__Tekst do czytania__.
● ● ● ●
W oficjalnych wypowiedziach dla prasy Michał Probierz rzadko nazywa rzeczy po imieniu, a często zupełnie odbiega od tematu. A już na pewno nigdy nie przyzna się, że planuje rewolucję. Nawet jeśli w kieszeni ma kartkę ze składem, a tam niespodzianka za niespodzianką.
Gdy 20 września Cezary Kulesza prezentował Michała Probierza w roli selekcjonera reprezentacji Polski ten ostatni zapowiedział, że nie chce wszystkiego wywracać. W ostatnim czasie nie brakowało osób, które sugerowały, że to czas byśmy zrezygnowali z Roberta Lewandowskiego. Bo ich zdaniem sieje w zespole narodowym złą karmę. Inni sugerowali, by na początek odebrać mu opaskę kapitańską. Zdegradować, strącić z pomnika. Zasugerować, że nie jest nietykalny.
Od tego Probierz szybko się odciął. – Nie będzie rewolucji. Nie chcemy burzyć wszystkiego – powiedział. Ktoś mógłby odebrać te słowa jako zapowiedź polityki kadrowej poprzednich selekcjonerów, ale padły wtedy też słowa o zmianie pokoleniowej. I zostały powtórzone także na starcie pierwszego zgrupowania z Probierzem za sterami.
– Zmiana pokoleniowa musi nastąpić i to jest normalne. To istotny element. A rolą liderów jest teraz umiejętne wprowadzenie do drużyny nowych twarzy – powiedział Probierz.
Podkreślił, całkiem słusznie, że rok 2016 już minął, a liczba Polaków regularnie grających w naprawdę silnych klubach jest nieco mniejsza. A poza tym – minęło przecież siedem lat, a czas z każdym z nas obchodzi się bardzo podobnie. Czyli bez większych skrupułów.
Probierz odżegnywał się więc od rewolucji, ale po cichu już ją planował. Przy kawie – niczym francuscy rewolucjoniści szepczący przy stoliku w najdalszym kącie kawiarni. W takiej sytuacji dobrze na dzień dobry zasiać ferment i tym razem padło na Jana Bednarka.
Piłkarz Southampton zapewne otrzymałby powołanie od każdego selekcjonera, ale Probierz wybrał inaczej. Selekcjoner podkreśla, że to żaden kozioł ofiarny, a po prostu nie spasował bo koncepcji. Jakby nie było – ziarno niepokoju wśród stałych bywalców zgrupowań zostało zasiane.
● ● ● ●
__Sekcja danych__.
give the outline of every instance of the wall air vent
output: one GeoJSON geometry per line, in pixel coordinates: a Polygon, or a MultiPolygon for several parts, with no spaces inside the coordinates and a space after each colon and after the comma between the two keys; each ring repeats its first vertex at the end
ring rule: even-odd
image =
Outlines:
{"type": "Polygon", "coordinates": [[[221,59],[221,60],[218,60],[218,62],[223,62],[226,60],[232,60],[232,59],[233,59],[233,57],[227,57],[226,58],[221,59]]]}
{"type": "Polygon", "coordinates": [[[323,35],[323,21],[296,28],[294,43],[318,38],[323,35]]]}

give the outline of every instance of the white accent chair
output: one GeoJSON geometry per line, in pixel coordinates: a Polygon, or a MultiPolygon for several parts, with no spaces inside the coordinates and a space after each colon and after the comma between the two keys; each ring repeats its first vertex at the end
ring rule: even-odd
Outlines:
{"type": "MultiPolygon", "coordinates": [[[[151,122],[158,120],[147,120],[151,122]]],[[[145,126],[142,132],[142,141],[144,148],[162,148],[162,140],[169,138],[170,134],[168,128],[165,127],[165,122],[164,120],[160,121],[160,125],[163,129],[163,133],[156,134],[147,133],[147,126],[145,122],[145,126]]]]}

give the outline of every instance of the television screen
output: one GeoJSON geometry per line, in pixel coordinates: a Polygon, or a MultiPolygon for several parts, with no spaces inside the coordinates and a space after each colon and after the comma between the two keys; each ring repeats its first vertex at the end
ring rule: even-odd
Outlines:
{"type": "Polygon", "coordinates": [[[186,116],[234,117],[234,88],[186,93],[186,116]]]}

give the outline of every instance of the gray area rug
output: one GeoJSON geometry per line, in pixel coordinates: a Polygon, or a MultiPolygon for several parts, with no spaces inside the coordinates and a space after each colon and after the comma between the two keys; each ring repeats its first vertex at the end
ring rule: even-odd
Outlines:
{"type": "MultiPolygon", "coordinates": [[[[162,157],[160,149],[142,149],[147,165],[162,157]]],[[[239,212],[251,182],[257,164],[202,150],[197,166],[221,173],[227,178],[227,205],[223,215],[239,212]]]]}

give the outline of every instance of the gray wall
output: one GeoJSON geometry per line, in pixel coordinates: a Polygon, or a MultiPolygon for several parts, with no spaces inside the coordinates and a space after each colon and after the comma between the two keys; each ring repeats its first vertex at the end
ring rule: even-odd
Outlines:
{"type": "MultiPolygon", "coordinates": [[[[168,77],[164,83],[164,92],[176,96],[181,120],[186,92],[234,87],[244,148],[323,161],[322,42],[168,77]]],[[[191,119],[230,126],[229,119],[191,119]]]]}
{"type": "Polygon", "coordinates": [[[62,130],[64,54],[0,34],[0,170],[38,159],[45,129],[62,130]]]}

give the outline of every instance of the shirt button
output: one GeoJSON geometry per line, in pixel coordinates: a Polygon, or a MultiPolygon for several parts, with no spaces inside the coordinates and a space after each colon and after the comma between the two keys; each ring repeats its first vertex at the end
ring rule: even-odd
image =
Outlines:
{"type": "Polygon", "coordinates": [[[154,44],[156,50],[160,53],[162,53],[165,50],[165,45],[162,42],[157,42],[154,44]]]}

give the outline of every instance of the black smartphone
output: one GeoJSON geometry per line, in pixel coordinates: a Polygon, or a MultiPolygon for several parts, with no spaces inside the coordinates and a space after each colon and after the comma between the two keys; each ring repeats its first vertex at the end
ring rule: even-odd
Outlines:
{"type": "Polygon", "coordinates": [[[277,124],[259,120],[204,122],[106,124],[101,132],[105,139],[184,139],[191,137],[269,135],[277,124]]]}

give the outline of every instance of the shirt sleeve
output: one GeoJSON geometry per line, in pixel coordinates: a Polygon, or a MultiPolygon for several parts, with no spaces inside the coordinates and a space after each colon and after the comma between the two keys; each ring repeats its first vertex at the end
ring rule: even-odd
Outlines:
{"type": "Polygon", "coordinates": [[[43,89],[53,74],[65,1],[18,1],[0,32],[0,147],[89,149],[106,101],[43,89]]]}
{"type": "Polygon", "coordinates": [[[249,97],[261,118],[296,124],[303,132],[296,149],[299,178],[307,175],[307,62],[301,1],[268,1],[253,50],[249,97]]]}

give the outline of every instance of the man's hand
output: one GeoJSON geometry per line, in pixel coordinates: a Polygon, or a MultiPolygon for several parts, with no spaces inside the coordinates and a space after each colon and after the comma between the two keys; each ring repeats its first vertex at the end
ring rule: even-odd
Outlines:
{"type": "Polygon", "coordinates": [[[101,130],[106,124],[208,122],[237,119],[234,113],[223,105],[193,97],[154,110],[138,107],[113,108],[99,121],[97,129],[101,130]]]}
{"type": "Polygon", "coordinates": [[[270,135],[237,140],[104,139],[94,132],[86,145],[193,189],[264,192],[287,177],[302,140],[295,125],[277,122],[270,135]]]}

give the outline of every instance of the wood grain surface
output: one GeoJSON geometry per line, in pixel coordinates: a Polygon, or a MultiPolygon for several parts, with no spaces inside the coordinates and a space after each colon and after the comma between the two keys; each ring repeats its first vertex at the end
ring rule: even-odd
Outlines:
● ● ● ●
__Co zrobić__.
[a] Odpowiedz krótko na pytania do tekstu o Michale Probierzu:
(i) Którego dnia Cezary Kulesza prezentował Michała Probierza jako selekcjonera?
(ii) Który rok, jak podkreślił Probierz, już minął?
(iii) Na którego piłkarza padło, gdy trzeba było zasiać ferment?
[b] Proszę przepisać fragment tekstu o Michale Probierzu, zaczynając od "Podkreślił, całkiem słusznie, że" i kończąc na "na Jana Bednarka.".
[c] Dopisz dalszy ciąg tekstu o Michale Probierzu, zaczynając po jego ostatnim zdaniu.
Zestawienie nie ma tu żadnego znaczenia.

__Odpowiedzi__.
[a]
(i) 20 września.
(ii) Rok 2016.
(iii) Na Jana Bednarka.

[b]
Podkreślił, całkiem słusznie, że rok 2016 już minął, a liczba Polaków regularnie grających w naprawdę silnych klubach jest nieco mniejsza. A poza tym – minęło przecież siedem lat, a czas z każdym z nas obchodzi się bardzo podobnie. Czyli bez większych skrupułów.
Probierz odżegnywał się więc od rewolucji, ale po cichu już ją planował. Przy kawie – niczym francuscy rewolucjoniści szepczący przy stoliku w najdalszym kącie kawiarni. W takiej sytuacji dobrze na dzień dobry zasiać ferment i tym razem padło na Jana Bednarka.

[c]
Chyba najlepsze wytłumaczenie tej decyzji przytoczył na łamach "Meczyków" asystent Probierza, Sebastian Mila. Nie odnosząc się do sprawy Bednarka wprost, a jednie tłumacząc szerszą politykę nowego selekcjonera zacytował Alberta Einsteina: "Szaleństwem jest robić wciąż to samo i oczekiwać różnych rezultatów".
Zasiej ferment, zamieszaj w kotle i obserwuj, co się będzie działo. A przecież Bednarek to nie wszystko. W kadrze nie ma też Kamila Glika, co jest całkowicie zrozumiałe, on musi się najpierw odbudować, by w ogóle marzyć o powrocie do kadry. Nie ma też Grzegorza Krychowiaka, który zapewne z reprezentacji by nie zrezygnował, gdyby wyczuł, że Probierza ma go jeszcze w swoich planach.
No i wreszcie, z powodu urazu na tym zgrupowaniu brakuje też Roberta Lewandowskiego. Jest więc zupełnie inaczej. Zupełnie. Jest dziś mnóstwo miejsca dla ludzi, którzy nagle poczują się na siłach, by dźwignąć rolę lidera.
I tak działa Probierz. W Cracovii na dzień dobry odstrzelił Mateusza Cetnarskiego, który był motorem napędowym drużyny zbudowanej przez Jacka Zielińskiego. W ślad za nim pożegnano się połową podstawowego składu. Probierz trafił w szatni na układ, który mu się nie spodobał i który z marszu postanowił rozbić.
Nie ma sensu nazywać rewolucji rewolucją, bo to kojarzy się negatywnie, a w świecie piłki może doprowadzić do utraty szatni. A rewolucja, jak to rewolucja, zawsze gotowa na koniec pożreć swoje dzieci.
Oczywiście, trudno wrzucić wszystkich piłkarzy do jednego worku, ale wielu z nich dało się Probierzowi kupić. Selekcjoner zdobył kilka punktów luzem i swobodnym stylem bycia, co szczególnie na tle pomnikowego Fernando Santosa jest miłą odmianą.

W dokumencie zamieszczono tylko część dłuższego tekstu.